■ **取り組む課題**:
a - OJTについての文章で、今回解説するとされている事柄をすべて挙げよ。
b - OJTについての文章のうち、「今回は、OJTのメリットや注」から「やスキルを指導していきます。」までを、その部分も含めて一字一句変えずに書き写して返せ。
c - OJTについての文章を、最後の文の次から書き継げ。

新入社員に施される印象が強いかもしれませんが、若手の中途入社者にも適用できるため、多くの企業で導入が進んでいます。
ただ、具体的なOJTの方法が分からず、現場の先輩社員に任せっぱなしになっている企業も少なくありません。
特に、自分自身がOJTを受けた経験がない先輩社員が指導する場合は、OJTのノウハウやコツをきちんと把握したうえでOJTを実施しないと、本来の効果を得るのが難しくなります。
今回は、OJTのメリットや注意点、基本的な実施ステップをあらためて解説します。自分自身がOJTを教える側になる方も、OJTの教育担当を任命しようと考えているマネジメントや人事の方も、参考にしていただければ幸いです。
OJTとは
OJTとは「On The Job Training」の略称で、業務経験を通じて行われる教育方法のことです。
一般的には、対象者が配属される部署の上司や先輩社員が教育担当者となり、業務に必要な知識やスキルを指導していきます。
現場実務が多い流通業や飲食業等で、新入社員やアルバイト・パート入社者に、店舗での実務を通じて業務習得させる方法が分かりやすいでしょう。

■ **提供データ**:

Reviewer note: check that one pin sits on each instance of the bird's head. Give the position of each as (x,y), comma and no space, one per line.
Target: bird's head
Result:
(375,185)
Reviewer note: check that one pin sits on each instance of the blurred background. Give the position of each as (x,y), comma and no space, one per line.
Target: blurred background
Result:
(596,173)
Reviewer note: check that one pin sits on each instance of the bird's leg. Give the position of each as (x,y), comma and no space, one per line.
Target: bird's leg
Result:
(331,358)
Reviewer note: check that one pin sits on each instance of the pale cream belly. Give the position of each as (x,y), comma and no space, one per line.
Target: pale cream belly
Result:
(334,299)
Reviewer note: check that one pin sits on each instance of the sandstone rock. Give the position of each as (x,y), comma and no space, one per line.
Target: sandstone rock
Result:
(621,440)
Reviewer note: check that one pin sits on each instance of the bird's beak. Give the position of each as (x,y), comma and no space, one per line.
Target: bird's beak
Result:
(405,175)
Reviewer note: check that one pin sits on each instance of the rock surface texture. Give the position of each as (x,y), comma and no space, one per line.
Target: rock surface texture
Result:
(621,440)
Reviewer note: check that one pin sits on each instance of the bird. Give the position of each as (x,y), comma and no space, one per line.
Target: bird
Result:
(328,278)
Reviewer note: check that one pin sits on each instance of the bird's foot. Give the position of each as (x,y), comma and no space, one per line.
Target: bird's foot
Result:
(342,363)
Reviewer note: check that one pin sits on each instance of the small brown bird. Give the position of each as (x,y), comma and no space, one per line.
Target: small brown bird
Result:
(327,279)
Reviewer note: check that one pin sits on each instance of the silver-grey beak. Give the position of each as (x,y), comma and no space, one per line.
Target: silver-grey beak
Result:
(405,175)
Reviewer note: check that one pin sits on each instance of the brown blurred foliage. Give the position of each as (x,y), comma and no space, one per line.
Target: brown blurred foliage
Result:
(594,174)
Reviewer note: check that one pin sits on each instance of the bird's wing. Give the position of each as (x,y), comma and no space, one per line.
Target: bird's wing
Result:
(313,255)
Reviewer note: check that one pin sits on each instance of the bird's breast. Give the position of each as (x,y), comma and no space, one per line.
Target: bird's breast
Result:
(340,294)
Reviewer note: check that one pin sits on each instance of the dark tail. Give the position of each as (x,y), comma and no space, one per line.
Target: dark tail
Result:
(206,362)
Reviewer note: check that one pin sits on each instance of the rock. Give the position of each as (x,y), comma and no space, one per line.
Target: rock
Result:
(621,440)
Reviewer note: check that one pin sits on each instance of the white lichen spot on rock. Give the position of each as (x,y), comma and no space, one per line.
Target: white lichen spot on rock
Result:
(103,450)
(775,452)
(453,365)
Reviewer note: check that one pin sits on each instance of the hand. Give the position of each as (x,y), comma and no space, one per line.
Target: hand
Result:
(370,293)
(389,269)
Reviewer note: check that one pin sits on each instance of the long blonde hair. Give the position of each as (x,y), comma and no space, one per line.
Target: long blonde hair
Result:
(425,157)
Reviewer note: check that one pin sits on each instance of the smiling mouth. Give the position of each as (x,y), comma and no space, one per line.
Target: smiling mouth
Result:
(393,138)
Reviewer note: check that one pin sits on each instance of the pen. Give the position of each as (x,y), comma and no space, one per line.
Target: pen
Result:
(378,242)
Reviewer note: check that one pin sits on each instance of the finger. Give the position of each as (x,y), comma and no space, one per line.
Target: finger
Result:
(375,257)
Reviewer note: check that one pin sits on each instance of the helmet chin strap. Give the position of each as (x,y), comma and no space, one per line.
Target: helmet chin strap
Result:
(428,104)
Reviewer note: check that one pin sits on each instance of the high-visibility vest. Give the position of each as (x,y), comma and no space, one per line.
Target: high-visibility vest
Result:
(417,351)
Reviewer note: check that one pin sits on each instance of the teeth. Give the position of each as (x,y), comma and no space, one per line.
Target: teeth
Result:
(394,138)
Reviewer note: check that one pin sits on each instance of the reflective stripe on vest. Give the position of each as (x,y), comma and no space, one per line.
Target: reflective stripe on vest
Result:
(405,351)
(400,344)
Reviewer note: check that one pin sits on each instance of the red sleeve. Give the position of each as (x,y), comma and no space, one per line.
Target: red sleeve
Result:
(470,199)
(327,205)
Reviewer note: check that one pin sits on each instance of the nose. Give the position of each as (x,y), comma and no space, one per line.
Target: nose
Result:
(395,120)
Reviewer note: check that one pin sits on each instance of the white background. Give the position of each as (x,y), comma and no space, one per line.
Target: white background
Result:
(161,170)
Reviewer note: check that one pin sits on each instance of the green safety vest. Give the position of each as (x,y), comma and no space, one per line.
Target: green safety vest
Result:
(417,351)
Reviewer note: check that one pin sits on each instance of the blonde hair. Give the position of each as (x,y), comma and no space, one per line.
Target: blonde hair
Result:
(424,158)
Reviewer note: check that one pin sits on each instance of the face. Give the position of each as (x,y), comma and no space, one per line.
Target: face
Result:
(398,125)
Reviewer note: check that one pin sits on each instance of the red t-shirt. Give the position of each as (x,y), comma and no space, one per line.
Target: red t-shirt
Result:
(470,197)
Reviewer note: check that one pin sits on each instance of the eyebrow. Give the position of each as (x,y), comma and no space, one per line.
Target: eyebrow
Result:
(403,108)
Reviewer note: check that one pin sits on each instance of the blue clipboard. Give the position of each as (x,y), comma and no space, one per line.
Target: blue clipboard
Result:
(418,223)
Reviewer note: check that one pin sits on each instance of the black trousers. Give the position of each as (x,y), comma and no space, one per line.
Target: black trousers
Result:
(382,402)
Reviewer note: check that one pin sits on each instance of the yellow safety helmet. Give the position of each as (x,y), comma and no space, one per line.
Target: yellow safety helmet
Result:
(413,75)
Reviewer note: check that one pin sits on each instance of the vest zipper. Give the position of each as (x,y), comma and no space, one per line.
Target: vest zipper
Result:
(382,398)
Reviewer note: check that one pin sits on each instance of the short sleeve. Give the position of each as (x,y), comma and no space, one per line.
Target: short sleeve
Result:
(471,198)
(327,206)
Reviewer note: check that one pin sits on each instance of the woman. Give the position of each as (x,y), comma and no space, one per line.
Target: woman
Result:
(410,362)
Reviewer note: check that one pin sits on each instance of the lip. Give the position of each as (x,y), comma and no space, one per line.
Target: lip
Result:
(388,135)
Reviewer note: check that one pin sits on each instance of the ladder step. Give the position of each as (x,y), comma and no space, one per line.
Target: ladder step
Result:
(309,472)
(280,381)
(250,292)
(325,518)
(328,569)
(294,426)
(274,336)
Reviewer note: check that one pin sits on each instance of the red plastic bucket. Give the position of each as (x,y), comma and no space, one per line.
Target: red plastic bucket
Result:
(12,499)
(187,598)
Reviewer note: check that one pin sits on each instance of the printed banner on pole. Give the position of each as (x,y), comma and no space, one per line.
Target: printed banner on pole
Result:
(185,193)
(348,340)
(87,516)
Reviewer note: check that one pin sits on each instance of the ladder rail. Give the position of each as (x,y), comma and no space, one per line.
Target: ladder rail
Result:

■ **解答一覧**:
a - OJTのメリット、注意点、基本的な実施ステップ

b -
今回は、OJTのメリットや注意点、基本的な実施ステップをあらためて解説します。自分自身がOJTを教える側になる方も、OJTの教育担当を任命しようと考えているマネジメントや人事の方も、参考にしていただければ幸いです。
OJTとは
OJTとは「On The Job Training」の略称で、業務経験を通じて行われる教育方法のことです。
一般的には、対象者が配属される部署の上司や先輩社員が教育担当者となり、業務に必要な知識やスキルを指導していきます。

c -
ほかにも営業職の営業同行や、企画職で一緒に資料作成を行う等、OJTが適用できる業種や職種は幅広いといえます。
OJTとOFF-JTとの違い
職場での経験を通じて教育するOJTに対し、職場外での講習会や研修を実施するのが「OFF-JT(Off the Job Training)」という教育方法です。
OFF-JTは新入社員基礎研修等、比較的同じ状況にある社員を複数集めて実施されることが多い傾向にあります。
従って、個別指導でアウトプットをしながら進めるOJTと比較すると、大人数に対してのインプット型である点が特長です。
複数社員に一斉に教育を施せるメリットがある一方で、社員一人ひとりの教育効果を丁寧に追い切れない点がデメリットといえます。
新入社員を例に取ると、会社の基本情報やビジネスマナー等、全員に必要となる教育をOFF-JTで実施し、配属先での教育をOJTで行うという使い分けが一般的でしょう。
OJT実施の目的・メリット
多くの企業で取り入れられているOJTですが、実際にOJTを実施した企業でよく聞かれる狙いやメリットについて、あらためて紹介します。
1. 教育研修の効率化
前述したOFF-JTの代表的な手法である集合型研修と比較すると、OJTは生産性が高い教育方法といえます。
集合型研修を実施する際は、会場の準備・講師の手配・資料の準備・日程調整等、事前の準備にコストやパワーが発生してしまいます。
一方、OJTは教える側の指導担当が社員であれば、特別なコストは発生しません。
準備のためにある程度の労力は必要となりますが、既存業務で使用しているマニュアルや資料を流用できるケースも多いでしょう。
効率的に社員を教育できる点は、OJTの大きなメリットといえます。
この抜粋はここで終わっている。